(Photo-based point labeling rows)
--

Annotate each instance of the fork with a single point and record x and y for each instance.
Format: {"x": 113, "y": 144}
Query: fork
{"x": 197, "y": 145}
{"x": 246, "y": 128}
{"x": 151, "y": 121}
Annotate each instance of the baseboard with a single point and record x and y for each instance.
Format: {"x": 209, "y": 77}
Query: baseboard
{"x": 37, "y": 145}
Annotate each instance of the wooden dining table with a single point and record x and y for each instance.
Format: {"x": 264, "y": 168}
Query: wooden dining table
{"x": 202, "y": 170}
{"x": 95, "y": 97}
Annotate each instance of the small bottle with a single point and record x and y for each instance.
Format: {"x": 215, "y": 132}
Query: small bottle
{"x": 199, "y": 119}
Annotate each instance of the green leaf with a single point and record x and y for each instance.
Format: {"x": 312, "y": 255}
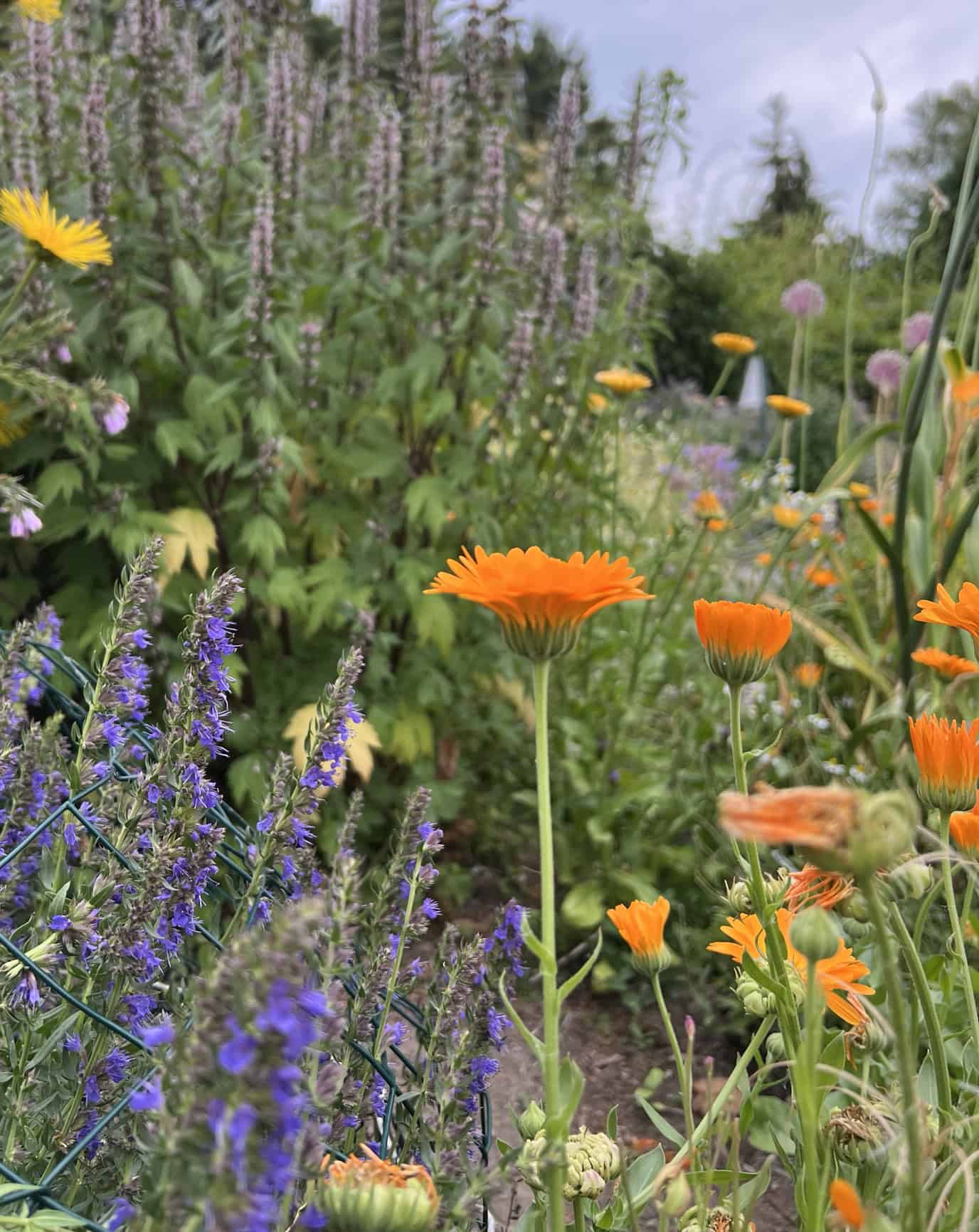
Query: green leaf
{"x": 846, "y": 464}
{"x": 186, "y": 284}
{"x": 263, "y": 538}
{"x": 58, "y": 479}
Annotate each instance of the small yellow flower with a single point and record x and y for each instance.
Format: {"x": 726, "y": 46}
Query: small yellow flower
{"x": 41, "y": 10}
{"x": 77, "y": 243}
{"x": 788, "y": 408}
{"x": 734, "y": 344}
{"x": 623, "y": 380}
{"x": 787, "y": 516}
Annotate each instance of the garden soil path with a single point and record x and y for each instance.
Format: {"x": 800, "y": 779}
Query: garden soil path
{"x": 596, "y": 1031}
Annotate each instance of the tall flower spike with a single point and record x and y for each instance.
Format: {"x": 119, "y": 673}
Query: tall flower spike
{"x": 540, "y": 600}
{"x": 947, "y": 757}
{"x": 740, "y": 639}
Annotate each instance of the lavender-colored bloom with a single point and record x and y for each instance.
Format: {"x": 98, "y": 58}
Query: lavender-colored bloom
{"x": 23, "y": 524}
{"x": 886, "y": 370}
{"x": 148, "y": 1098}
{"x": 804, "y": 299}
{"x": 116, "y": 417}
{"x": 916, "y": 331}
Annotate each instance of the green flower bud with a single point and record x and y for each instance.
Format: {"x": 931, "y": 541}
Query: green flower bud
{"x": 814, "y": 934}
{"x": 531, "y": 1122}
{"x": 909, "y": 880}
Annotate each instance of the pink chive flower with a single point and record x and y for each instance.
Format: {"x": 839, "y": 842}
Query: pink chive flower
{"x": 117, "y": 417}
{"x": 884, "y": 371}
{"x": 804, "y": 299}
{"x": 23, "y": 524}
{"x": 916, "y": 331}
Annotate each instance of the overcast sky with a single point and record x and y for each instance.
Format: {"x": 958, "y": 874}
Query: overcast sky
{"x": 736, "y": 53}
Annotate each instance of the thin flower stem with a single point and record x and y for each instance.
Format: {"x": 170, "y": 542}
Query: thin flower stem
{"x": 961, "y": 952}
{"x": 18, "y": 290}
{"x": 682, "y": 1076}
{"x": 914, "y": 1186}
{"x": 807, "y": 1097}
{"x": 551, "y": 1061}
{"x": 933, "y": 1028}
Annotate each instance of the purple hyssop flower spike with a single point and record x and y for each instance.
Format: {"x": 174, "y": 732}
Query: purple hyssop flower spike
{"x": 916, "y": 331}
{"x": 804, "y": 299}
{"x": 884, "y": 371}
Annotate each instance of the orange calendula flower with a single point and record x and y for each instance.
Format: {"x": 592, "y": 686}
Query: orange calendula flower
{"x": 965, "y": 829}
{"x": 734, "y": 344}
{"x": 540, "y": 600}
{"x": 817, "y": 818}
{"x": 366, "y": 1195}
{"x": 740, "y": 639}
{"x": 77, "y": 243}
{"x": 947, "y": 757}
{"x": 623, "y": 380}
{"x": 788, "y": 408}
{"x": 947, "y": 664}
{"x": 847, "y": 1204}
{"x": 642, "y": 927}
{"x": 820, "y": 575}
{"x": 787, "y": 516}
{"x": 707, "y": 505}
{"x": 962, "y": 612}
{"x": 839, "y": 975}
{"x": 814, "y": 887}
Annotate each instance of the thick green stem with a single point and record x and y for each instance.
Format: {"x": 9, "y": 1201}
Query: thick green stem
{"x": 914, "y": 1179}
{"x": 682, "y": 1075}
{"x": 933, "y": 1028}
{"x": 953, "y": 917}
{"x": 551, "y": 1058}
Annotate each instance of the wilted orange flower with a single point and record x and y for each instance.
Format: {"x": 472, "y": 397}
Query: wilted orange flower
{"x": 642, "y": 927}
{"x": 734, "y": 344}
{"x": 947, "y": 757}
{"x": 957, "y": 614}
{"x": 847, "y": 1204}
{"x": 809, "y": 674}
{"x": 965, "y": 829}
{"x": 839, "y": 974}
{"x": 541, "y": 600}
{"x": 623, "y": 380}
{"x": 947, "y": 664}
{"x": 820, "y": 575}
{"x": 740, "y": 639}
{"x": 788, "y": 408}
{"x": 820, "y": 818}
{"x": 707, "y": 504}
{"x": 813, "y": 887}
{"x": 787, "y": 515}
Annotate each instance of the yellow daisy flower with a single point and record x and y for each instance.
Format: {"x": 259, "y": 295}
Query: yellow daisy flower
{"x": 77, "y": 243}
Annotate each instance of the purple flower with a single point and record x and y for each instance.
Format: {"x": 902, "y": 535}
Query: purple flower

--

## WRITTEN INSTRUCTION
Reproduce all of the rows above verbatim, omitting the pictures.

## ANSWER TO THIS EXERCISE
Annotate each instance of the fork with a single point and record x and y for each instance.
Format: {"x": 113, "y": 144}
Query: fork
{"x": 197, "y": 145}
{"x": 246, "y": 128}
{"x": 151, "y": 121}
Annotate each instance of the baseboard with a single point and record x and y for each instance.
Format: {"x": 209, "y": 77}
Query: baseboard
{"x": 37, "y": 145}
Annotate each instance of the wooden dining table with a single point and record x and y for each instance.
Format: {"x": 264, "y": 168}
Query: wooden dining table
{"x": 202, "y": 170}
{"x": 95, "y": 97}
Annotate each instance of the small bottle with a single point and record x and y for each instance.
Format: {"x": 215, "y": 132}
Query: small bottle
{"x": 199, "y": 119}
Annotate each instance of the green leaf with a single point and record x and y for each instance.
Format: {"x": 312, "y": 255}
Query: green leaf
{"x": 846, "y": 464}
{"x": 186, "y": 284}
{"x": 263, "y": 538}
{"x": 58, "y": 479}
Annotate each instance of the small yellow flower with a single point and record x and y for each instance.
Format: {"x": 726, "y": 46}
Query: small yellow flower
{"x": 41, "y": 10}
{"x": 77, "y": 243}
{"x": 788, "y": 408}
{"x": 734, "y": 344}
{"x": 623, "y": 380}
{"x": 787, "y": 516}
Annotate each instance of the garden soil path with a single point and record x and y for each instance.
Format: {"x": 800, "y": 779}
Query: garden soil path
{"x": 596, "y": 1031}
Annotate each instance of the tall flower spike with a single point and record x and y for each instance.
Format: {"x": 119, "y": 673}
Query: tall flower spike
{"x": 540, "y": 600}
{"x": 947, "y": 757}
{"x": 740, "y": 639}
Annotate each instance of the lavender-colored bloom with a single point and record x and y for each instance.
Format: {"x": 98, "y": 58}
Query: lavender-colored bloom
{"x": 23, "y": 524}
{"x": 886, "y": 370}
{"x": 148, "y": 1098}
{"x": 804, "y": 299}
{"x": 116, "y": 417}
{"x": 916, "y": 331}
Annotate each instance of the green flower bud with a single point and record x and y for each instance.
Format: {"x": 931, "y": 541}
Query: green flower bud
{"x": 814, "y": 934}
{"x": 531, "y": 1122}
{"x": 909, "y": 880}
Annotate each instance of the pink chive flower with a single point and record x and y for each instance.
Format: {"x": 839, "y": 842}
Query: pink chive flower
{"x": 117, "y": 417}
{"x": 884, "y": 371}
{"x": 804, "y": 299}
{"x": 23, "y": 524}
{"x": 916, "y": 331}
Annotate each instance of the overcast sky with a single point and record x and y for each instance.
Format: {"x": 958, "y": 874}
Query: overcast sky
{"x": 736, "y": 53}
Annotate each instance of the thin flower stem with a single point and record x and y for each instance.
Format: {"x": 170, "y": 542}
Query: thin flower stem
{"x": 961, "y": 952}
{"x": 18, "y": 290}
{"x": 682, "y": 1076}
{"x": 914, "y": 1186}
{"x": 807, "y": 1097}
{"x": 551, "y": 1061}
{"x": 933, "y": 1028}
Annotate each instance of the purple hyssop flower spike with a single point and record x and y for each instance.
Format: {"x": 174, "y": 732}
Query: purple hyssop flower spike
{"x": 916, "y": 331}
{"x": 804, "y": 299}
{"x": 884, "y": 371}
Annotate each instance of the orange calendula flower with a single point and record x and y for each instance.
Format: {"x": 592, "y": 686}
Query: orange calendula flower
{"x": 965, "y": 829}
{"x": 734, "y": 344}
{"x": 540, "y": 600}
{"x": 817, "y": 818}
{"x": 366, "y": 1195}
{"x": 740, "y": 639}
{"x": 77, "y": 243}
{"x": 947, "y": 757}
{"x": 623, "y": 380}
{"x": 788, "y": 408}
{"x": 947, "y": 664}
{"x": 847, "y": 1204}
{"x": 642, "y": 927}
{"x": 820, "y": 575}
{"x": 787, "y": 516}
{"x": 707, "y": 505}
{"x": 962, "y": 612}
{"x": 839, "y": 975}
{"x": 814, "y": 887}
Annotate each instance of the thick green stem with a single point and record x and y for each instance.
Format: {"x": 9, "y": 1201}
Query: thick green stem
{"x": 914, "y": 1179}
{"x": 682, "y": 1075}
{"x": 933, "y": 1028}
{"x": 953, "y": 917}
{"x": 551, "y": 1058}
Annotate each instance of the wilted orange flower with a single point and record x and y for each instance.
Format: {"x": 472, "y": 397}
Query: wilted orange flower
{"x": 642, "y": 927}
{"x": 734, "y": 344}
{"x": 947, "y": 757}
{"x": 957, "y": 614}
{"x": 847, "y": 1204}
{"x": 809, "y": 674}
{"x": 965, "y": 829}
{"x": 839, "y": 974}
{"x": 541, "y": 600}
{"x": 623, "y": 380}
{"x": 947, "y": 664}
{"x": 820, "y": 575}
{"x": 740, "y": 639}
{"x": 788, "y": 408}
{"x": 820, "y": 818}
{"x": 707, "y": 504}
{"x": 813, "y": 887}
{"x": 787, "y": 515}
Annotate each instance of the yellow daisy flower with a single point and record x and y for each instance.
Format: {"x": 259, "y": 295}
Query: yellow daisy flower
{"x": 77, "y": 243}
Annotate each instance of the purple flower with a single point and record x and y for each instance.
Format: {"x": 902, "y": 535}
Query: purple flower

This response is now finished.